EXERCISE DETAILS
Reproduce the portion of the passage on PBX trunk lines starting at "If you're setting" and ending at "sometimes skimped here).".

======== EXTRACT PROVIDED

If you are buying a separate line to the telco office for each of your
phones ("line" in the sense of both the physical line and the accounting),
then you don't need a PBX.
If you're setting up your own PBX, you need
- phones
- phone numbers from your
provider, usually one per phone (so every phone can be called from the
outside world, though some systems sometimes skimped here).
- trunk lines from your PBX to
the telco, sometimes "virtual", and usually much fewer in number than
your phones
- glue
Question: how many trunk lines do we need? If at any moment we have more
people wanting to call out than we have lines, some of them will get the
no-trunk-available signal (traditionally the "fast busy" or reorder
signal). The number of trunk lines should exceed the peak-hour average
number of outbound calls, but exceed by
how much? The margin of safety needed gets smaller (at least as a
percentage) as your organization gets larger.
Suppose we have a small number of trunk
lines from the telco that come into our PBX FXO ports, and many
more internal phones connected to our PBX FXS ports. Outbound calls are
straightforward: the telco doesn't really need to know who's placing the
call (except that we may want to cooperate with Caller ID by providing "CID"

================
======== DATA SHOWN

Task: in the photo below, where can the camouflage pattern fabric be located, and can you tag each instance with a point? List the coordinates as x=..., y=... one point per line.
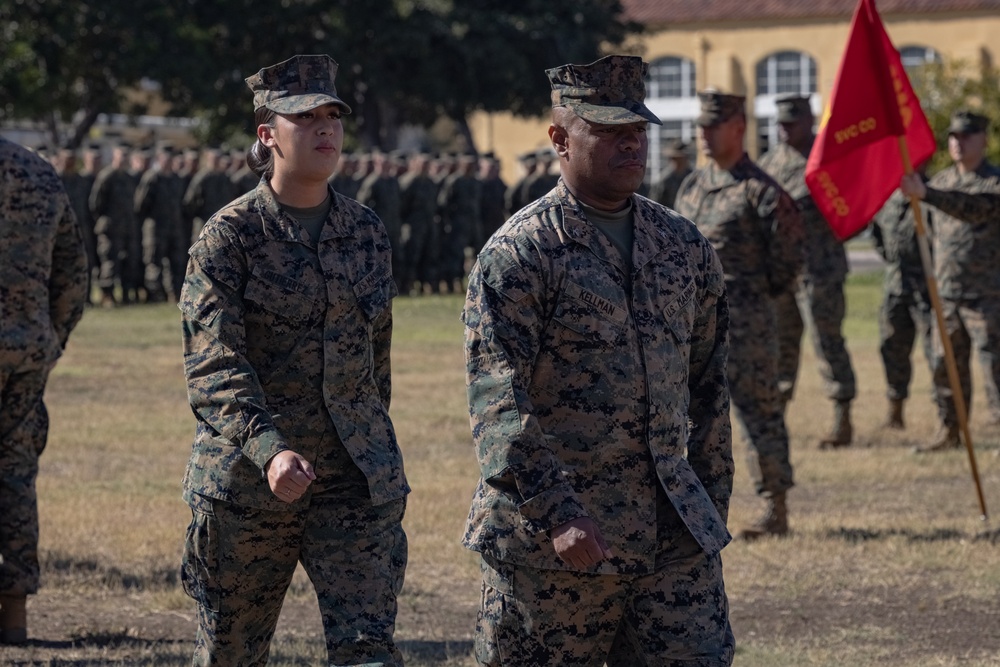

================

CORRECT RESULT
If you're setting up your own PBX, you need
- phones
- phone numbers from your
provider, usually one per phone (so every phone can be called from the
outside world, though some systems sometimes skimped here).